**GOAL:**
Print exactly, and only, the lines running from the line containing "the dark blue" through the end of the records below.

**GIVEN DATA:**
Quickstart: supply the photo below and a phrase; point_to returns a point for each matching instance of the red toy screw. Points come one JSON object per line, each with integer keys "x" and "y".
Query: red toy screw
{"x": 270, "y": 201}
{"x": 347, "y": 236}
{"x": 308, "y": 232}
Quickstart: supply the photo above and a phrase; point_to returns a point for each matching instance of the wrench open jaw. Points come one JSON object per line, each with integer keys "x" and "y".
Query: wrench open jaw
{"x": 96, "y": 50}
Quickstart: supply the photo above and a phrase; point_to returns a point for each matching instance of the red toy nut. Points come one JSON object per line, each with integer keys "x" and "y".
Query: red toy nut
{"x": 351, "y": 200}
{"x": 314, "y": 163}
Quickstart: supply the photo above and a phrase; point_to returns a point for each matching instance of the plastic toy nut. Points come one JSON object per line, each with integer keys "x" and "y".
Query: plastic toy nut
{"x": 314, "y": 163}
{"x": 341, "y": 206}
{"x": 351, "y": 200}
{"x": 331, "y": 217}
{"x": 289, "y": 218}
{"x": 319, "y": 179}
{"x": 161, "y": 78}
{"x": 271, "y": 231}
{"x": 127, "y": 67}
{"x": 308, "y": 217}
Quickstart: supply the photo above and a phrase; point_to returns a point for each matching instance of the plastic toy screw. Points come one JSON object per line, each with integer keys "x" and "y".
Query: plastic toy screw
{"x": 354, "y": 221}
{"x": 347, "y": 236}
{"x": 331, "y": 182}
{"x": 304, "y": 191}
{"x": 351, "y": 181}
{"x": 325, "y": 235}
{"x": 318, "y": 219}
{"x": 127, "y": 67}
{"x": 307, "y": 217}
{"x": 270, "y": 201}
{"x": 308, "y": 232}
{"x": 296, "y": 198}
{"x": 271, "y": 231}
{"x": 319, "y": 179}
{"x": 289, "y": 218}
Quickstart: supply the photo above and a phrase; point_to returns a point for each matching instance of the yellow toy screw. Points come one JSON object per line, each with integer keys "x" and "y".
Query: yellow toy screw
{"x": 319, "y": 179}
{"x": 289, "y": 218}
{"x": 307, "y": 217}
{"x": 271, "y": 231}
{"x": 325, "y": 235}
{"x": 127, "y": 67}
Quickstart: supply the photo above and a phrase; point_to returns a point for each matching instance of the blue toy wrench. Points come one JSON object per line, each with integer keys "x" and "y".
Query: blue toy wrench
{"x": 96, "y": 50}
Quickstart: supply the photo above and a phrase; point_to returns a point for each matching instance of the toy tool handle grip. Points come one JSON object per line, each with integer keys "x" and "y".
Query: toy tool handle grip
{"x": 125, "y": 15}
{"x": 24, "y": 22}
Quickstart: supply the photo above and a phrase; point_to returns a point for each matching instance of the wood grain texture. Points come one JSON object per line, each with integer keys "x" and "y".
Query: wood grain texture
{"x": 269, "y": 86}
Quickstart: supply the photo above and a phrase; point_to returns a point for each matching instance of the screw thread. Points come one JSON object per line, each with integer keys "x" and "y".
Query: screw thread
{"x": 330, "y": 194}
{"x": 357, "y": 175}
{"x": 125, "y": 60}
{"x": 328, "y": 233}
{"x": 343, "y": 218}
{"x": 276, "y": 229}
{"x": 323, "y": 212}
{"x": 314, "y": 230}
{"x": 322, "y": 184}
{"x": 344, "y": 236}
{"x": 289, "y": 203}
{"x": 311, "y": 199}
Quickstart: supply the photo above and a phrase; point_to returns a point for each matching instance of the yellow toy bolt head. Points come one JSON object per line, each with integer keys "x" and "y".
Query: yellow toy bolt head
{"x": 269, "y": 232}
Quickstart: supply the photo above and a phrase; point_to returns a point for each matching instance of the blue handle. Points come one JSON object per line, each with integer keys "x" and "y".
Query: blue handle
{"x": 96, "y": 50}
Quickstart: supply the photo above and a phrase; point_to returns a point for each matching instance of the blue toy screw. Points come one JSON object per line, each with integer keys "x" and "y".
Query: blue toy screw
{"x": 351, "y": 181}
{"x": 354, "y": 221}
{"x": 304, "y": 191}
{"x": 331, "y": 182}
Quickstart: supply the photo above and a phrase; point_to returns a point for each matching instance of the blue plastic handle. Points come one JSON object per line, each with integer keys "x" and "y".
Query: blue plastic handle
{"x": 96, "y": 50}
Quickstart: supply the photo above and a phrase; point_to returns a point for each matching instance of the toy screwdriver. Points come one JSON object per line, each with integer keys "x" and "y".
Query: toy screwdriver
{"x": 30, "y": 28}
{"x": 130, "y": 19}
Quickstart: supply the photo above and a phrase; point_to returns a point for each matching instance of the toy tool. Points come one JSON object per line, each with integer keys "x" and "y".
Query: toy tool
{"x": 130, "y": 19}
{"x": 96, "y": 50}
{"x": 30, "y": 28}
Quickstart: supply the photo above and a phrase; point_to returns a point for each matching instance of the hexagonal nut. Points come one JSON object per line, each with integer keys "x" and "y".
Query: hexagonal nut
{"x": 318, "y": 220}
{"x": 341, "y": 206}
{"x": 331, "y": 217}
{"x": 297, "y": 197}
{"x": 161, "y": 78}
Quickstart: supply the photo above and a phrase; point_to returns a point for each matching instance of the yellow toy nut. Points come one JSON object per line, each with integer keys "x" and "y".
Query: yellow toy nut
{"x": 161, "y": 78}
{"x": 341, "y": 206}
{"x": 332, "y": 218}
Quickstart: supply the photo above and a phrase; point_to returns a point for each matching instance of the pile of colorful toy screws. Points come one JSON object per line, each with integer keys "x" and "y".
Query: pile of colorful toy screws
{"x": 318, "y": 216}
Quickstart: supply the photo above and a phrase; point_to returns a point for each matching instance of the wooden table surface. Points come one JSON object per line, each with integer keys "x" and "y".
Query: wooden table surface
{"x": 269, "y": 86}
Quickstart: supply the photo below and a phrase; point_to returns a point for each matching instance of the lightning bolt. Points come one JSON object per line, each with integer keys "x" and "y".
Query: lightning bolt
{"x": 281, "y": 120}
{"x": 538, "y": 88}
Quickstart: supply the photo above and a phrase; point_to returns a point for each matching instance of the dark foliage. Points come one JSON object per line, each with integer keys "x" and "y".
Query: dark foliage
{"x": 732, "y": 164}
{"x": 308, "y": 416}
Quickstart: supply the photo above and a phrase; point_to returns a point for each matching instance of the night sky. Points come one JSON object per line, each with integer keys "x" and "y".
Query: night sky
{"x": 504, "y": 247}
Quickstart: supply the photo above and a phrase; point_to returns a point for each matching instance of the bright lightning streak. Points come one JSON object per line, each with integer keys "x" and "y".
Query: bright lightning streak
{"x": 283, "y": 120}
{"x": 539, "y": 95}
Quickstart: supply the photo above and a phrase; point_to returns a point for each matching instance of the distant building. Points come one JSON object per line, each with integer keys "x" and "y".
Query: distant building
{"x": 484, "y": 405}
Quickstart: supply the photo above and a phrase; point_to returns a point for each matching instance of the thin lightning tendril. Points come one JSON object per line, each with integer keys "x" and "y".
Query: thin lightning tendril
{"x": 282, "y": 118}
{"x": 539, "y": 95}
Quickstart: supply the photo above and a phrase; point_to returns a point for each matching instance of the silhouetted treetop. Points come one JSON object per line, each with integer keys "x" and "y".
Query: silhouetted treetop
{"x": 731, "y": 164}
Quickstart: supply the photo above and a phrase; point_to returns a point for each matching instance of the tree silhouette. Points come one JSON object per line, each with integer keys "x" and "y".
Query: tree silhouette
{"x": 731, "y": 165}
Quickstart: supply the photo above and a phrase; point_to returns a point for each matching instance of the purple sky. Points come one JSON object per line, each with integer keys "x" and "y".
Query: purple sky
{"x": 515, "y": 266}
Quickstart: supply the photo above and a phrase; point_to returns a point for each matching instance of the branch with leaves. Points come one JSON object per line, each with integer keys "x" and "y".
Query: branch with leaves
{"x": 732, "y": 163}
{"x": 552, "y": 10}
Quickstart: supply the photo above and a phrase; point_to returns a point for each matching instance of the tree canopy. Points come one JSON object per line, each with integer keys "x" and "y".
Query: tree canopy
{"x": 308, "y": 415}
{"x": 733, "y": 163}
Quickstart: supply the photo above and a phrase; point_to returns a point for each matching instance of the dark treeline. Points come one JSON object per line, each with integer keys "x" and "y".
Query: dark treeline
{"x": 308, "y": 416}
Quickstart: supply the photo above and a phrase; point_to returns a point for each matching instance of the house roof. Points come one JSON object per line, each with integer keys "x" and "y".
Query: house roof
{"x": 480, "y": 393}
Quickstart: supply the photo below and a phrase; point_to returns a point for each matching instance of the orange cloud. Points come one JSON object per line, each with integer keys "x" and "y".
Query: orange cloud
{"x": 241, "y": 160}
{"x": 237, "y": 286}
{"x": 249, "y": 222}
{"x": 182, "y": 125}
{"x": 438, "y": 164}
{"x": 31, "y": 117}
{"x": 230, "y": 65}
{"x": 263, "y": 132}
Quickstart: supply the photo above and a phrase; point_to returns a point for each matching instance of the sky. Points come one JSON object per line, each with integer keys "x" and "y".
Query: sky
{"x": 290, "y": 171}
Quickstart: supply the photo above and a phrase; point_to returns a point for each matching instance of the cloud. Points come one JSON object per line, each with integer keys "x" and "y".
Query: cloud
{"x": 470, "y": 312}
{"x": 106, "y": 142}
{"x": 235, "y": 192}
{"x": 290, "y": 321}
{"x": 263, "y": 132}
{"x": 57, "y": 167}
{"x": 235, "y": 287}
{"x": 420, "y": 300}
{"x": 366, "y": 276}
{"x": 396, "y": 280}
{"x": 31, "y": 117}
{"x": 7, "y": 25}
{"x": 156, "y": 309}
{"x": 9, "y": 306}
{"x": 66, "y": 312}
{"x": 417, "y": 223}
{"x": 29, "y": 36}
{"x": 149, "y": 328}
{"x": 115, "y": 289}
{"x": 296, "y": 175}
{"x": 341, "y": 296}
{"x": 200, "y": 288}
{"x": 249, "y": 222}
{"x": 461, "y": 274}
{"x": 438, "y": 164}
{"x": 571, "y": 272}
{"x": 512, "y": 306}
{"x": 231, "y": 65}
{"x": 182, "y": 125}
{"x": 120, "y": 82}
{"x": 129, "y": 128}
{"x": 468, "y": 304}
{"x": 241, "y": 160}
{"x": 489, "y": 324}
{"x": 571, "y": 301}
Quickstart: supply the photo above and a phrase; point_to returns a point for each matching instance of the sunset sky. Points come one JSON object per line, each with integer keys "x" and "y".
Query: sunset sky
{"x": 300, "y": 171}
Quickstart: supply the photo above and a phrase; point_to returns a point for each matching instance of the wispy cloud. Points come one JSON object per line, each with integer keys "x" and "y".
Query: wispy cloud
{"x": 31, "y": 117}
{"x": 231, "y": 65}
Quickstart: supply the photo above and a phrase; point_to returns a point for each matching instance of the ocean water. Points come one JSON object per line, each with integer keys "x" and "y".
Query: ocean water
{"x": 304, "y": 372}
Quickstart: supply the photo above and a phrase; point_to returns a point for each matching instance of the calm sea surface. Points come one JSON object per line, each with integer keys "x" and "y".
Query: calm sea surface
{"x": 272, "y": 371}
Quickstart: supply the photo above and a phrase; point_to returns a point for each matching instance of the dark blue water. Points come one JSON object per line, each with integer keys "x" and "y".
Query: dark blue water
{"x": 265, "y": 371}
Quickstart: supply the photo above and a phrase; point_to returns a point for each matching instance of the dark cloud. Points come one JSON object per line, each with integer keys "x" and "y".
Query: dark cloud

**SOLUTION TO THE EXERCISE:**
Quickstart: supply the photo above and a phrase; point_to returns a point for each matching instance of the dark blue water. Points come one JSON object per line, each with integer keys "x" and "y".
Query: dark blue water
{"x": 265, "y": 371}
Quickstart: supply the photo above and a phrase; point_to returns a point for each matching instance of the dark cloud. Points come one JSON object per line, each with integer keys "x" and "y".
Query: dark cloud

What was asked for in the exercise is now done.